Data entries:
[Start of Attachment]
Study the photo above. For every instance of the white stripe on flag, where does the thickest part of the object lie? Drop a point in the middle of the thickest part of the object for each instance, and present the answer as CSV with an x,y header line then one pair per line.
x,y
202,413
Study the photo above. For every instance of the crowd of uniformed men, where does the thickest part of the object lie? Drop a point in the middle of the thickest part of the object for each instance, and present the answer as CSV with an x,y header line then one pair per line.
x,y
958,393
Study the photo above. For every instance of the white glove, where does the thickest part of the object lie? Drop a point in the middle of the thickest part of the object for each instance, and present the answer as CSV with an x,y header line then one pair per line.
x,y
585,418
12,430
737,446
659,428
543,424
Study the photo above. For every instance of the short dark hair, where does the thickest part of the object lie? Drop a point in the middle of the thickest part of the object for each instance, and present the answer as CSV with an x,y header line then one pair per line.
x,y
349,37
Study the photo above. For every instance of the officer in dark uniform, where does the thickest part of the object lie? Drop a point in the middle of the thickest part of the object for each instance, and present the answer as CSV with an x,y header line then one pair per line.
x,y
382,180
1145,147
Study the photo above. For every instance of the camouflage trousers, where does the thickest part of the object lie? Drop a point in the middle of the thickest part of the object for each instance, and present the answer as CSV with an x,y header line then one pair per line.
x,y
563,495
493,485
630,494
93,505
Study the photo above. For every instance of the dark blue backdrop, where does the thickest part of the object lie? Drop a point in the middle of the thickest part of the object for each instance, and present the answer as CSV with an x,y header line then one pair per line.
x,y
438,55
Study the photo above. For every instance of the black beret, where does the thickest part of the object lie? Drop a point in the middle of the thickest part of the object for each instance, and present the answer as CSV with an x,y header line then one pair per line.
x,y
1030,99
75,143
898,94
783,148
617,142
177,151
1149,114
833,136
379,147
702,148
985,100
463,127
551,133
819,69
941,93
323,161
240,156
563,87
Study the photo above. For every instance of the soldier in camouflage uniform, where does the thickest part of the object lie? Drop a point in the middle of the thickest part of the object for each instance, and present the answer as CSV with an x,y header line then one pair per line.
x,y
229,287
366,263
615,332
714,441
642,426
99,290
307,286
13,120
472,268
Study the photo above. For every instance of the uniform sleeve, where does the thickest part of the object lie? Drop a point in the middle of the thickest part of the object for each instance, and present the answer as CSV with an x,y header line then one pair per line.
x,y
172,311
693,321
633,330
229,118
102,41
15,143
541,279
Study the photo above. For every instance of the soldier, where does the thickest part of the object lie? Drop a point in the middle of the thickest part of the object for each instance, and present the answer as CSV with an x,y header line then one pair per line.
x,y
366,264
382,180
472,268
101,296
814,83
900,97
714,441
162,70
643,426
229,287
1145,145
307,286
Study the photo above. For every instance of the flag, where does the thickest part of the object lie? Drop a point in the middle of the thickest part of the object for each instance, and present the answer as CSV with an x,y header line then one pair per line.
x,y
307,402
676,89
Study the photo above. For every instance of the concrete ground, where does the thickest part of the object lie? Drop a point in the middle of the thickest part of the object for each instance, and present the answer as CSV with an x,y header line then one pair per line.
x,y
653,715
[End of Attachment]
**WORK ORDER:** Reproduce every line of the data without changing a word.

**SOLVED PROBLEM:**
Study the photo above. For every instance of the white stripe on flag, where does the thickest part of the object lie? Drop a point in the middle of the thickest part of the object for each instance, and present the answer as CSV with an x,y header line then one pair per line.
x,y
202,413
Study the photo above. For every instance of the crowd of uniformed men, where does the thickest part of the object lie? Drop a point in the middle of the thickest part of the object for each instance, and present the answer as CSV with an x,y header line then one pair per line.
x,y
958,393
Study the photo above. For every instance of the white glove, where does the thickest part of the object lie? Drop a point in the middle of the thickest part of the object for each instance, and present the answer as CSV with an x,y header line then one pair per line.
x,y
585,418
12,430
737,446
659,428
543,424
Study the photo above. For every instance of the short dark hair, where does the thickest part of the object lie? Drop a point in the middle of the thickest part of the object for each instance, and present the answer as CSV with an x,y header line then one pair per line.
x,y
349,37
Study the photo above. For every instance of the officer in dark uniform, where does the thickest part of the object lie? Drop a point in the middle of the thickest part of the object for each instance, and present the answer as CSV with an x,y header line then one pair per line.
x,y
382,180
1145,147
Study the photo above. For every instance of the camouflage trousers, where does the thickest part of the object lie? Drop a point in the middle of the thickest part of the object for each instance, and present the answer as CSV with an x,y header line then one pair per line.
x,y
563,495
493,485
630,494
93,505
Study the photo above. For every instance of the dark blue backdrop, where does the thickest part of the object lie? Drop a point in the middle of the thickest part of the object for each instance, and present the answer as CSV with an x,y header line then one pair per line.
x,y
438,55
Study the photo above. For every instance of the black beret, where does the thickest part of the object lie? Drop a point in the middle of the thickest part of the object for each instance, and present the answer as CSV with an x,y header line then one pair per line.
x,y
1030,99
75,143
898,94
783,148
617,142
177,151
1149,114
833,136
379,147
702,148
985,100
463,127
551,133
819,69
941,93
323,161
240,156
563,87
Study the photo above. For every instance of the soldier in camouflage uniform, where does the thickest part of the object lie? Drop a point in the middle of the thickest part of the object for each instance, and present the answer as CSV with an x,y header line then one pair per line.
x,y
229,287
366,263
615,332
714,441
642,426
99,290
307,286
13,120
472,268
Study the photo above. For every instance of the uniform sleeve, where does the thickest part of the object lie? Drop a point in the middle of the thickest part of the object for each instance, and present the answer as CSV with an x,y header line then one pair per line.
x,y
172,311
693,321
633,330
229,118
102,41
15,143
541,279
Study the photo above. For every instance of the soldier, where does the thickest part of the object lie? Drop a point in the middle of the thickest part of the object for each instance, and present the answer as CSV with an x,y header line then one pair per line.
x,y
366,264
382,180
472,268
101,296
814,83
900,97
714,441
162,70
643,426
229,287
1145,145
307,286
Study the photo above. For every instance of the flag, where does the thickest part of the object lie? Drop a point in the middle of the thickest part of the object for each instance, and present the answer as CSV with an x,y header line then one pair per line.
x,y
307,402
676,89
Study the photo above. For every instance of the concrete ground, where does the thickest part of the object lie? Drop a point in the middle of the thickest part of the object for each instance, and present the answer as CSV with an x,y header line then one pair per line.
x,y
653,715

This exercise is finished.